**SHORT PROBLEM**
Count the lines below that contain the string "grass" and give only that number.

**INFORMATION SHOWN**

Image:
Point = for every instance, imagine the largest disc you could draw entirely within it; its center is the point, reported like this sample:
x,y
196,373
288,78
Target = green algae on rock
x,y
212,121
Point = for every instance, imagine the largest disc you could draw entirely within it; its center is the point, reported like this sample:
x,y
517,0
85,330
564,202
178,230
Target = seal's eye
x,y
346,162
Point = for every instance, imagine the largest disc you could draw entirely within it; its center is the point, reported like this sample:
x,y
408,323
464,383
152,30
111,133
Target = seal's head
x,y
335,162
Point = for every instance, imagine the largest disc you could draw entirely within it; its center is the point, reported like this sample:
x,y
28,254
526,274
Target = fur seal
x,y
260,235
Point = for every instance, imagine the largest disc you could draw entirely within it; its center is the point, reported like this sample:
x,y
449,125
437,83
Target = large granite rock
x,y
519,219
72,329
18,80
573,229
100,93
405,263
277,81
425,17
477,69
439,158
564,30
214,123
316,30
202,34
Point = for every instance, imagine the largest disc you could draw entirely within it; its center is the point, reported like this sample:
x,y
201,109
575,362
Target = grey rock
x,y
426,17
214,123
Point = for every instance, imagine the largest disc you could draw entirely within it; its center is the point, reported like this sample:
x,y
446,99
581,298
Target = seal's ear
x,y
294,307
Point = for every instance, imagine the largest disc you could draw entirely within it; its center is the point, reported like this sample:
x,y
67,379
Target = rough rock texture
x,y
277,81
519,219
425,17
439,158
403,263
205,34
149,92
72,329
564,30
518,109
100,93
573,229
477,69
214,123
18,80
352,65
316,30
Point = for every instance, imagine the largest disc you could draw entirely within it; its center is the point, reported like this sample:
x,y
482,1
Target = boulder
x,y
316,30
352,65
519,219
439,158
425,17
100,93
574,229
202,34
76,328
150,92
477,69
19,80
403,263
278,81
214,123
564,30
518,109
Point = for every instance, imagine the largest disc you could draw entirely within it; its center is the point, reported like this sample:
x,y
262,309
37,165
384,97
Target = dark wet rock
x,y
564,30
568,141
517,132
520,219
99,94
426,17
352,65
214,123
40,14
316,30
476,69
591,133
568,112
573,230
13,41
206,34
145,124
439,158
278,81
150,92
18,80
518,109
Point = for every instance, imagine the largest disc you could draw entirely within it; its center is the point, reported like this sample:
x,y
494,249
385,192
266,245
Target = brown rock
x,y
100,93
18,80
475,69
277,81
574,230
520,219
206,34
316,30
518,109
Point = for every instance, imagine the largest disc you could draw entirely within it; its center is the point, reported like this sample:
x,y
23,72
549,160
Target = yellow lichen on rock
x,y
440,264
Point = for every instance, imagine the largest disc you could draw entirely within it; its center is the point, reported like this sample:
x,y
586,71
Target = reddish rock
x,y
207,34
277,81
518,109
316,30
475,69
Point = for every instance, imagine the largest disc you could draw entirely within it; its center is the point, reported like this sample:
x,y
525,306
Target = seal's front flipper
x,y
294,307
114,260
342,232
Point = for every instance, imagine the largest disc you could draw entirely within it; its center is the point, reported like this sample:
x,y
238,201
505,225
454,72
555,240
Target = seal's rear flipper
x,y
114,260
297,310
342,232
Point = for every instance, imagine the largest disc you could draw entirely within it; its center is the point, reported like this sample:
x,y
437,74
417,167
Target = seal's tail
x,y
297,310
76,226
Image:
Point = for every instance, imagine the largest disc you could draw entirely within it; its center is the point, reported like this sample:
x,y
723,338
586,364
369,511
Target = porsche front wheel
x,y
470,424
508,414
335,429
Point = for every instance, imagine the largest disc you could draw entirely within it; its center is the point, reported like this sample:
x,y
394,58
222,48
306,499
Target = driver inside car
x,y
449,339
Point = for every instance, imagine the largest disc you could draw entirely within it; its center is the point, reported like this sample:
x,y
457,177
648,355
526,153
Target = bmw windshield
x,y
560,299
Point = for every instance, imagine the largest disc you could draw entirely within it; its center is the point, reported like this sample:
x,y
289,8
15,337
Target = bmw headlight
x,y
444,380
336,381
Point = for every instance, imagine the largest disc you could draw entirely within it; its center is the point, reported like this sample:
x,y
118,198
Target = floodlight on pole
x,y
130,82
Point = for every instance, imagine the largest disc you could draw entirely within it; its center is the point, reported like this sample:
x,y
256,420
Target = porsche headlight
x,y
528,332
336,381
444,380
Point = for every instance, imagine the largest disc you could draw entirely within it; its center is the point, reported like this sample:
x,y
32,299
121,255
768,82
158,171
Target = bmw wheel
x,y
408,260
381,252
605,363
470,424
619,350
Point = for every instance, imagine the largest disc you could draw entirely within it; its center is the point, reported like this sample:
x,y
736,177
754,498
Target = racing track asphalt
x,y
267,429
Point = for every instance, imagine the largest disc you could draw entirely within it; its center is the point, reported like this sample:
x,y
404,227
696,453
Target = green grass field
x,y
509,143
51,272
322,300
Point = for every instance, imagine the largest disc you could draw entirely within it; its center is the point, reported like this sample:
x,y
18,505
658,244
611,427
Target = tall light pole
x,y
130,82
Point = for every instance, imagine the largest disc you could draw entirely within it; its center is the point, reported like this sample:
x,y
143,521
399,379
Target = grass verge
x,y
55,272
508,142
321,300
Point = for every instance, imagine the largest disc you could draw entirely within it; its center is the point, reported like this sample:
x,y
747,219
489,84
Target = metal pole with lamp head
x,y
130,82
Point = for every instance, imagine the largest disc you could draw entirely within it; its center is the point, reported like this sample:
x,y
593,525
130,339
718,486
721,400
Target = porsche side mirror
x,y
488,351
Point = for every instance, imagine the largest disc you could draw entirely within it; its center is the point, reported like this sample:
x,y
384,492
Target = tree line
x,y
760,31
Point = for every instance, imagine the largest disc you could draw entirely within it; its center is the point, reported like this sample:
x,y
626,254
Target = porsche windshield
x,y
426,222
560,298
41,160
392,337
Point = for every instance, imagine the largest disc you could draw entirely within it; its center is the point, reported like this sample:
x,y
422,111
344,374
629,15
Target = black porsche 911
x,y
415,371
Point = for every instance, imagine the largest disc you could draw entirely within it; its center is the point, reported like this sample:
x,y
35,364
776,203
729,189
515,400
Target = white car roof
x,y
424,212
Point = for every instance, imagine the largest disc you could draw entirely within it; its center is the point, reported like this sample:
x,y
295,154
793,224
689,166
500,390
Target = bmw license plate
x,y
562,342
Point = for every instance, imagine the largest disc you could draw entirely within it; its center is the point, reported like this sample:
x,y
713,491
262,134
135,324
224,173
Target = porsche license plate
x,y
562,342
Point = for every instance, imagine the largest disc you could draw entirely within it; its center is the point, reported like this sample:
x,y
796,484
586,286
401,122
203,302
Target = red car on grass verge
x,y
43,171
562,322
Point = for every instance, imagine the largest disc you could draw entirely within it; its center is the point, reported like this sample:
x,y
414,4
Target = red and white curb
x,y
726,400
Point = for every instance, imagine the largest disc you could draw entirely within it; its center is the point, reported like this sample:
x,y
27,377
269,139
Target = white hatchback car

**EXERCISE SOLUTION**
3